OBJECTIVE A:
For each statement below, say yes or no according to the text on operating system maintenance, and quote the words that decide it.
(i) The paper was written to help educate the programmers at Microware who write OS code.
(ii) The rules in the paper are written down and widely documented.
(iii) By the definition the text gives, system software with many threads and one protection domain is probably an operating system.

SELECTED TEXT:
Operating system maintenance looks easy. By today's standards, the code base for an operating system is small, the code is as close to bug-free as you are likely to see in the wild, and maintenance requests usually look like minor tweaks. Most of the time the coding part of OS work actually is easy. The trap is the design work and serious thought that must precede even the slightest change. Design mistakes can stay with the OS forever.
They say that motorcycle riders go through three stages: fear, over-confidence, and finally respectful care. The same stages apply to OS programmers. Motorcyclists in the over-confident stage may be injured or killed. Programmers can create a subtle defect that is fantastically expensive to remove.
I wrote this paper to help educate the programmers at Microware who write OS code. As far as I know, the rules in this paper are well understood by OS programmers, but unwritten. People learn them by painful experience, or by having a grizzled OS veteran explain: "If we ship what you've built this will happen, then that will happen, and then all of our lives will become horrible."
This was written for people maintaining OS-9, but I believe it applies equally well to any operating system. These policies should be taken as precepts by people designing, enhancing, or maintaining an operating system.
Much system software ignores these precepts. That greatly simplifies work on the software, but by some definitions, the result is not an operating system.
The precepts refer repeatedly to processes. Processes are the traditional combination of protection domain and at least one thread. In the context of the precepts, the threads aspect of a process becomes nearly insignificant, and the protection domain aspect remains. System software with many threads and one protection domain probably are not operating systems by my definition, and will have to invent their own precepts. System software that offers unconventional combinations of threads and protection domains, like Psyche or VxWorks/AE, probably qualify as operating systems and should be able to map these precepts to their space by replacing every instance of process with realm, protection domain, or the equivalent term of their choice.

[Point annotation entries]
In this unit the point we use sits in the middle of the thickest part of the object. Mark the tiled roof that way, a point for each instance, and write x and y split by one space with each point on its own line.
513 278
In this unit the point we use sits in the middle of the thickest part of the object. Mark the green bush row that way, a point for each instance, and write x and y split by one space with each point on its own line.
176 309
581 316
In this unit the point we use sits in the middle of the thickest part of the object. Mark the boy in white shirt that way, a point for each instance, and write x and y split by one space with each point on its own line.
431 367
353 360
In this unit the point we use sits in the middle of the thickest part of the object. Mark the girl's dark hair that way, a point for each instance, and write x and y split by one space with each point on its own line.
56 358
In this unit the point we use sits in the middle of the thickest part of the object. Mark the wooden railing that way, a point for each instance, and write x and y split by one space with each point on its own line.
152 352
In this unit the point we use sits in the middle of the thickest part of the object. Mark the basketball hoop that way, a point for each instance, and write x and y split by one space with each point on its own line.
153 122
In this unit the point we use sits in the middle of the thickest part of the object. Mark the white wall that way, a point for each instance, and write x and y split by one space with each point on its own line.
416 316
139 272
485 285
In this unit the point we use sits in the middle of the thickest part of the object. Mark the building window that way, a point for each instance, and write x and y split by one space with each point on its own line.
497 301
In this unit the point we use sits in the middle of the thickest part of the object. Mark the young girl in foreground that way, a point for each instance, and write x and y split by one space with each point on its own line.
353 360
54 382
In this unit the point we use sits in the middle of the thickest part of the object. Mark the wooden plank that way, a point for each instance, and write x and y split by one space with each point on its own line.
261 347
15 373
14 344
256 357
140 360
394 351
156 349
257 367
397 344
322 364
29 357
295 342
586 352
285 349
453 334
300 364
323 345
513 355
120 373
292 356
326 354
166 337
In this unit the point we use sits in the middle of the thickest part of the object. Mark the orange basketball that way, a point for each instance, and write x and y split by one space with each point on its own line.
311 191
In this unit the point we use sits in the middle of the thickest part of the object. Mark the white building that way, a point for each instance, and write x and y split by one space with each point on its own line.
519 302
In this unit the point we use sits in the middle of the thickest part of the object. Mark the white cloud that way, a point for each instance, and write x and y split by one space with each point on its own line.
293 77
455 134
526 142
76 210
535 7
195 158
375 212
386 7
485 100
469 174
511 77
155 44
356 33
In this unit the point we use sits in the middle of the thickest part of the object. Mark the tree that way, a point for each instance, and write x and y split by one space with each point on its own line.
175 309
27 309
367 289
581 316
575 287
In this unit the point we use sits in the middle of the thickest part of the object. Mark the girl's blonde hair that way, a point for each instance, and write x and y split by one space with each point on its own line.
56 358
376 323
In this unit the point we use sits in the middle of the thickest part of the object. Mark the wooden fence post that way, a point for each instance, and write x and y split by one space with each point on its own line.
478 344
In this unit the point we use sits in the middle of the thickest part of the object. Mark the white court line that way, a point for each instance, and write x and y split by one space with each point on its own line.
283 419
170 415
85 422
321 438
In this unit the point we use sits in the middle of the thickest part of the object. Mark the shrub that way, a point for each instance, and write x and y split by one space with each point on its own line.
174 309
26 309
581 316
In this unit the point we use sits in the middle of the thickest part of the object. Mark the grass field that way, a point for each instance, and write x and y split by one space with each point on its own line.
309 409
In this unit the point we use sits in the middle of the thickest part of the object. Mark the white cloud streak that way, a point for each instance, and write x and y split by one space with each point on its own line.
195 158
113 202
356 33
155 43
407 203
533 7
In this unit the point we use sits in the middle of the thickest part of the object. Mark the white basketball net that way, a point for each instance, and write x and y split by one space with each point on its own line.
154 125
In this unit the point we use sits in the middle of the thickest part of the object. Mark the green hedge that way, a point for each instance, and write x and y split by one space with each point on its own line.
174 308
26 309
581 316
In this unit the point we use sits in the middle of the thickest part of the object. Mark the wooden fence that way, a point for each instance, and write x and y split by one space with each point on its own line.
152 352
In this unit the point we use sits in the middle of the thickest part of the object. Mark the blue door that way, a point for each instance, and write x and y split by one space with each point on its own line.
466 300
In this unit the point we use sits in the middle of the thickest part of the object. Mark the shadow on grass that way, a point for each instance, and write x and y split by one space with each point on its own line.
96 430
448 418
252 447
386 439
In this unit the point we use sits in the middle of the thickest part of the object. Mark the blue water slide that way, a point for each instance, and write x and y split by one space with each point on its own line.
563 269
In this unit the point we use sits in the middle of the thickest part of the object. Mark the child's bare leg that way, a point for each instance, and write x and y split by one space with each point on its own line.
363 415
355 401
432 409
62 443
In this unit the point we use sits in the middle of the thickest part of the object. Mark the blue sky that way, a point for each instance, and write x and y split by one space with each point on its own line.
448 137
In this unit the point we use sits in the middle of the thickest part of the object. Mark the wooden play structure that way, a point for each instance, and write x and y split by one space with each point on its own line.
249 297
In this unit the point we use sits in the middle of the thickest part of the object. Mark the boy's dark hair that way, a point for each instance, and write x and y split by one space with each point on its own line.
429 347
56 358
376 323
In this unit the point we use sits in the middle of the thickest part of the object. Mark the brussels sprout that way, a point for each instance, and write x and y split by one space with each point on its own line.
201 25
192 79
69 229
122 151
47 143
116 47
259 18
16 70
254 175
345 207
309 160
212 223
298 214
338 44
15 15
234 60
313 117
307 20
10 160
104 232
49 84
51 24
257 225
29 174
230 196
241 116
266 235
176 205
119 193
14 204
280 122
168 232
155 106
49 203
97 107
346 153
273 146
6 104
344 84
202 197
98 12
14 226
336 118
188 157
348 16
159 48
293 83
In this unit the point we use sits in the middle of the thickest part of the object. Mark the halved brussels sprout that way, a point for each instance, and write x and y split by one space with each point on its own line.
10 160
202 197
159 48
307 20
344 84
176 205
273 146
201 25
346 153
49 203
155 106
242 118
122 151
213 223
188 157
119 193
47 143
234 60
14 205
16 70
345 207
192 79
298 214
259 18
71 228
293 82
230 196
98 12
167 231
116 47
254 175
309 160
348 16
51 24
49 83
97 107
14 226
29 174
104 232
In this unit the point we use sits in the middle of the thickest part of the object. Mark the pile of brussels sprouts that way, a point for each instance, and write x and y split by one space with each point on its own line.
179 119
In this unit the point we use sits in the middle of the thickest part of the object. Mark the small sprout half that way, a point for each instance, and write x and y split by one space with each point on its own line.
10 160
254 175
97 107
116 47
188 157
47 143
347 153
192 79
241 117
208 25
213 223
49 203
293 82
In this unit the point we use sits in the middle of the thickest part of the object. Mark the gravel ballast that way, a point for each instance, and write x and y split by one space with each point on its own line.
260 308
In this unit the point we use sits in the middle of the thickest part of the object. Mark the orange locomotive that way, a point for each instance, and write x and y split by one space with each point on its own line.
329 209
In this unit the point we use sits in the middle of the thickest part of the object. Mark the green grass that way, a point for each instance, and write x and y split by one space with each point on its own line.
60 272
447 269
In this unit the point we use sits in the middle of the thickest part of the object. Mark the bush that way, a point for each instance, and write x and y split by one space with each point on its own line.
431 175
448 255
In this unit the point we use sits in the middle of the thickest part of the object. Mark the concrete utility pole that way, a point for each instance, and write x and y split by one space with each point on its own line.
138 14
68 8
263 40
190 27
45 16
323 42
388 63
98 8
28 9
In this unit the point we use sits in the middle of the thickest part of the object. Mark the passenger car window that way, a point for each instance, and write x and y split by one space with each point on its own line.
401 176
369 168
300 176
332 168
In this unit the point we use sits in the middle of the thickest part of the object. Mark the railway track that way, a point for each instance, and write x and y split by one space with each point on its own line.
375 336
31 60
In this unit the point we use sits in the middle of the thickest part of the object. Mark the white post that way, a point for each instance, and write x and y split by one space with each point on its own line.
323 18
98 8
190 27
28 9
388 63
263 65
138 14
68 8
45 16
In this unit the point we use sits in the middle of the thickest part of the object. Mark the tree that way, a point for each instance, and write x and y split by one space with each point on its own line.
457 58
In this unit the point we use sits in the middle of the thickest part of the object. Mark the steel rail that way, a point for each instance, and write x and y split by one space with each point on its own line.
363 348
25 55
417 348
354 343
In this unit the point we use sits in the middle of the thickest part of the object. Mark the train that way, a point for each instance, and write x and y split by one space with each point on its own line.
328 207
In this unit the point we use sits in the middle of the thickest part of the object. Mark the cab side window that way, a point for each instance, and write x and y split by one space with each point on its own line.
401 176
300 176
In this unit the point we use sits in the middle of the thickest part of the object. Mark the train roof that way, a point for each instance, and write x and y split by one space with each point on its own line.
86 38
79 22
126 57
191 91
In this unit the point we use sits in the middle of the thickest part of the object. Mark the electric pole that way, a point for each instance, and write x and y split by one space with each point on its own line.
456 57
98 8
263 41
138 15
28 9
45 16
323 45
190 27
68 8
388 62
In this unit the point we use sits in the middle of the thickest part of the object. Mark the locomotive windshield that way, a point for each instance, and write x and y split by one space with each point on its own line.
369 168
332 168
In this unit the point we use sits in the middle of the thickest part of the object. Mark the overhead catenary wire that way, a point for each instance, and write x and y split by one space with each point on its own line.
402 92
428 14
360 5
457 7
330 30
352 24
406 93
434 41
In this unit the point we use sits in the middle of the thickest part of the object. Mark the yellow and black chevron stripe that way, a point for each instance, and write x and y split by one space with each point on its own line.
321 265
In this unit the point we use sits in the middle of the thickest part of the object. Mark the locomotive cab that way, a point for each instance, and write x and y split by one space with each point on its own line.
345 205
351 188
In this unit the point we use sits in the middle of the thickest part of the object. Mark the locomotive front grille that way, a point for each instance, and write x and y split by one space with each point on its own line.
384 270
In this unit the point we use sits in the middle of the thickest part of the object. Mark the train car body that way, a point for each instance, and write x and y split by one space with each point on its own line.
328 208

==

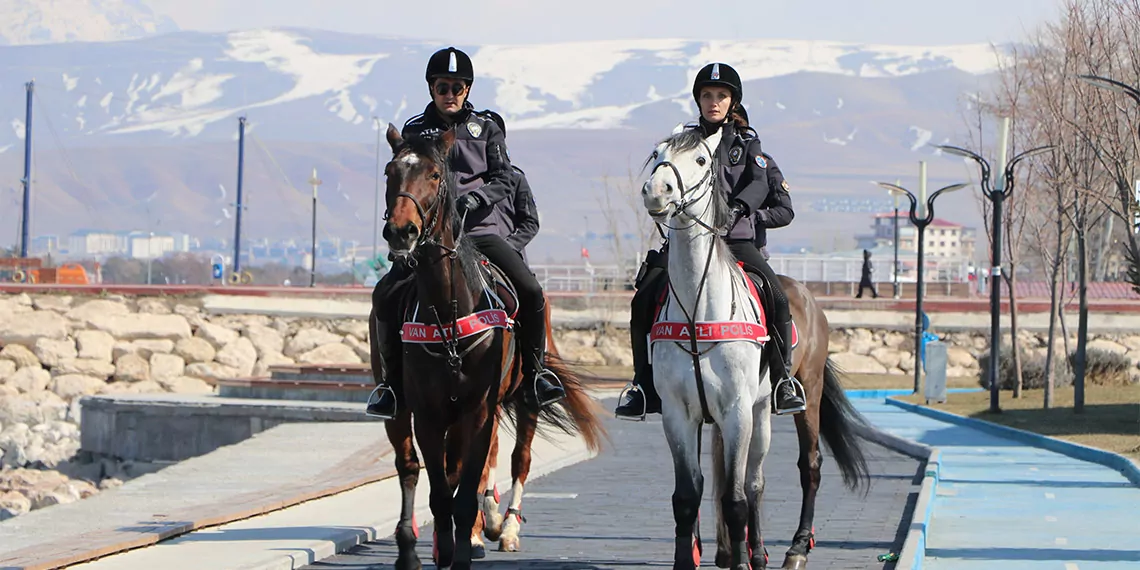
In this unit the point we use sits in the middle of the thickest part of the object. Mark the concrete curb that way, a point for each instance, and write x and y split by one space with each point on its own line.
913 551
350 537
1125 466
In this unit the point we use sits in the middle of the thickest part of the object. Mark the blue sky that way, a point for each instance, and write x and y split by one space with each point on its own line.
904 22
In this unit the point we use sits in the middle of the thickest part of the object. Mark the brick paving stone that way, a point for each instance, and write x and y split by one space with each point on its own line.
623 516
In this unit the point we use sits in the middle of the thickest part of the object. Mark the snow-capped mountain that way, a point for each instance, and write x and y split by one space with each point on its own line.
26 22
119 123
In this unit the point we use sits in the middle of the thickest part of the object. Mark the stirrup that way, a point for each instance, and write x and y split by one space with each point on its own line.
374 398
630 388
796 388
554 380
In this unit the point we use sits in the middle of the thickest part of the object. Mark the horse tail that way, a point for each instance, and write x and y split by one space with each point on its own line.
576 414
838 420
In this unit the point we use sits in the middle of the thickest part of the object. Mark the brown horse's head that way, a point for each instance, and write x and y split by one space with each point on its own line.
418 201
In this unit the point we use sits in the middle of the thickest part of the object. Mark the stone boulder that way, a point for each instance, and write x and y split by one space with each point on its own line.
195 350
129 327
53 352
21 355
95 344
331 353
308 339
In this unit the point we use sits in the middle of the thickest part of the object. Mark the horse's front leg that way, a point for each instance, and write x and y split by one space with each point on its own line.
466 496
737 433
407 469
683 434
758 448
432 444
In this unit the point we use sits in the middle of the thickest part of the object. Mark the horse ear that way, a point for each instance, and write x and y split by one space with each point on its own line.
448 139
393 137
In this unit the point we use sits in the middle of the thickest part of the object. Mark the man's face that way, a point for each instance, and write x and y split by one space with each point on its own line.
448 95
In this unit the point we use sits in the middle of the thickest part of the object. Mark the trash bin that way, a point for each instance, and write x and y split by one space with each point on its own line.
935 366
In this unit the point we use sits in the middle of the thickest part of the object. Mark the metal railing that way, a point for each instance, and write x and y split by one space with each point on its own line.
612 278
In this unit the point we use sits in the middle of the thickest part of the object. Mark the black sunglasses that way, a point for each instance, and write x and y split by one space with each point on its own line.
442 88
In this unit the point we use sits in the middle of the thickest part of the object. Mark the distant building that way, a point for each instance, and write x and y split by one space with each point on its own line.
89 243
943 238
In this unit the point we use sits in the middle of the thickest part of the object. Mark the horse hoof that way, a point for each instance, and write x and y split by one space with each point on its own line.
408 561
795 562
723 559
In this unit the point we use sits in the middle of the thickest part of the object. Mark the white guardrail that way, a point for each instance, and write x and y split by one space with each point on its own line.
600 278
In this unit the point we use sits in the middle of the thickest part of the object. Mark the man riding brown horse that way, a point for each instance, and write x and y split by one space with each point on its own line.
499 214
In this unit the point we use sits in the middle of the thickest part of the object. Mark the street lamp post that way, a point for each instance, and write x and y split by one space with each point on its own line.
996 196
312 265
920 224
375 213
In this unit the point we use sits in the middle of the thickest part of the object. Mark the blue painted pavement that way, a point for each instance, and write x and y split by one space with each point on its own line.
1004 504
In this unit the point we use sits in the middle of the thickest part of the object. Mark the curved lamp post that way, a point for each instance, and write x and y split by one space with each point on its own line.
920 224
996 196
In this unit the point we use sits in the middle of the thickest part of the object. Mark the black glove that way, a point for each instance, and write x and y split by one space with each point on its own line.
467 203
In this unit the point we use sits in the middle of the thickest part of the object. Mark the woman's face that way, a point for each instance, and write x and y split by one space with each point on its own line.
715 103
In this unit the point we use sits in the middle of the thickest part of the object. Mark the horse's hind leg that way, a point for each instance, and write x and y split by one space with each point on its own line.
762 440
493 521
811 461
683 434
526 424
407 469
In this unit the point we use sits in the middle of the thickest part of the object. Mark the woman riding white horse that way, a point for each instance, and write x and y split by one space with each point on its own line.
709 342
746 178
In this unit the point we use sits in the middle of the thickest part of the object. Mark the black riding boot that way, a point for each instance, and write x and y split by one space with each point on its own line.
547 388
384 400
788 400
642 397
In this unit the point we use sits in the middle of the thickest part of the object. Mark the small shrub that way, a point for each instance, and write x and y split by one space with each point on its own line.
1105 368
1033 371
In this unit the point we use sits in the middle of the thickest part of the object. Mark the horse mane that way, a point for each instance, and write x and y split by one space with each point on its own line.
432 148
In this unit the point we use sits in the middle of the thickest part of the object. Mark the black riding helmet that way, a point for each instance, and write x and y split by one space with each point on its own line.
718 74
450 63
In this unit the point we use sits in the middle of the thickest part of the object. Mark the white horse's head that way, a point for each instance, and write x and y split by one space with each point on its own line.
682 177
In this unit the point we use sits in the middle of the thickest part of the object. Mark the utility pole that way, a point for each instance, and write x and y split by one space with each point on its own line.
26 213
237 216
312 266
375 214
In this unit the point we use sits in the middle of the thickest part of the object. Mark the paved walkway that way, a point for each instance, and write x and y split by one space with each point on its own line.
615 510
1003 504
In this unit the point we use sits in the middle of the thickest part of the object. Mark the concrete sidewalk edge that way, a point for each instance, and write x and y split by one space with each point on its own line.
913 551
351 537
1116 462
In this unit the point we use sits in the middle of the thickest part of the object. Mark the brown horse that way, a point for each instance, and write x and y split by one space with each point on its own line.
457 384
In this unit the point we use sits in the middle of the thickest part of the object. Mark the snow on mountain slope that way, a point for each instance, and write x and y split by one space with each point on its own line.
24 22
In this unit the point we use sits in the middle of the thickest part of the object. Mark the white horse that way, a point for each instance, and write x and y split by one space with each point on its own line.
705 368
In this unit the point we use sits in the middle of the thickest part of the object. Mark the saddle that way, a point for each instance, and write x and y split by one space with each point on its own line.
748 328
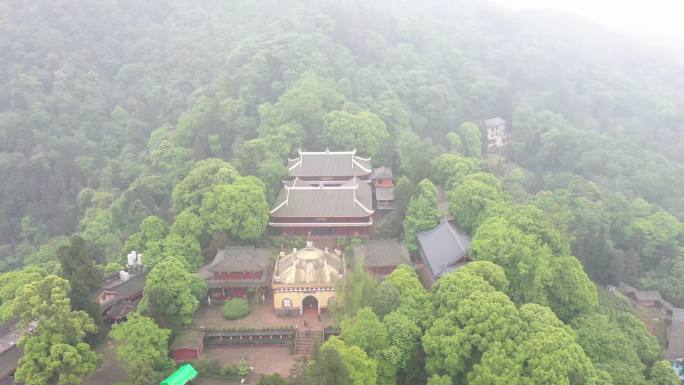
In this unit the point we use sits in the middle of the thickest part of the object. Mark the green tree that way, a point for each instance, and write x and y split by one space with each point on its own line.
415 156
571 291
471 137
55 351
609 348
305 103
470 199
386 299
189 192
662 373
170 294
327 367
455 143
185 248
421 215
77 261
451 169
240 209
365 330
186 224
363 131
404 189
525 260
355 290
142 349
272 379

...

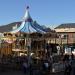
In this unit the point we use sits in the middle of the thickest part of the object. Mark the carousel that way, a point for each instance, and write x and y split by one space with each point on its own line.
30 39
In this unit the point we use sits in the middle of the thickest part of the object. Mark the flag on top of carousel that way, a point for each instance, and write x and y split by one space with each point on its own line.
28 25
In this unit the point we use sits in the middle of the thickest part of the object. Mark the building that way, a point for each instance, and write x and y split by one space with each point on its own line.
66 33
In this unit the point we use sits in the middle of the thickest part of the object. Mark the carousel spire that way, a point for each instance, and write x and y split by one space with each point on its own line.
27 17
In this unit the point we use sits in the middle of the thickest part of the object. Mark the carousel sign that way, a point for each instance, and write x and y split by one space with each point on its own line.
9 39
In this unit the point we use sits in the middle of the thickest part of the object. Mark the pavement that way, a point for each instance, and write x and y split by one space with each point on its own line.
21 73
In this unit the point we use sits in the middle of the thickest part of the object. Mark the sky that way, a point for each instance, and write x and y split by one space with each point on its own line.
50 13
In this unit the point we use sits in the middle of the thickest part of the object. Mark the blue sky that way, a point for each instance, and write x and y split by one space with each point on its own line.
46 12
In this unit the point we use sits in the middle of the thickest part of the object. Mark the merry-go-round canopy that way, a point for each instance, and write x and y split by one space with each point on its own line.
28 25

OBJECTIVE B: Please locate every line in the entries above that holds the string "foreground", and copy each one. Case counts.

CORRECT RESPONSE A:
(i) Yes: "I wrote this paper to help educate the programmers at Microware who write OS code."
(ii) No: "the rules in this paper are well understood by OS programmers, but unwritten."
(iii) No: "System software with many threads and one protection domain probably are not operating systems by my definition"

CORRECT RESPONSE B:
In this unit the point we use sits in the middle of the thickest part of the object. Mark the young girl in foreground that way, a point for each instance, and write x and y split by one space with each point on its own line.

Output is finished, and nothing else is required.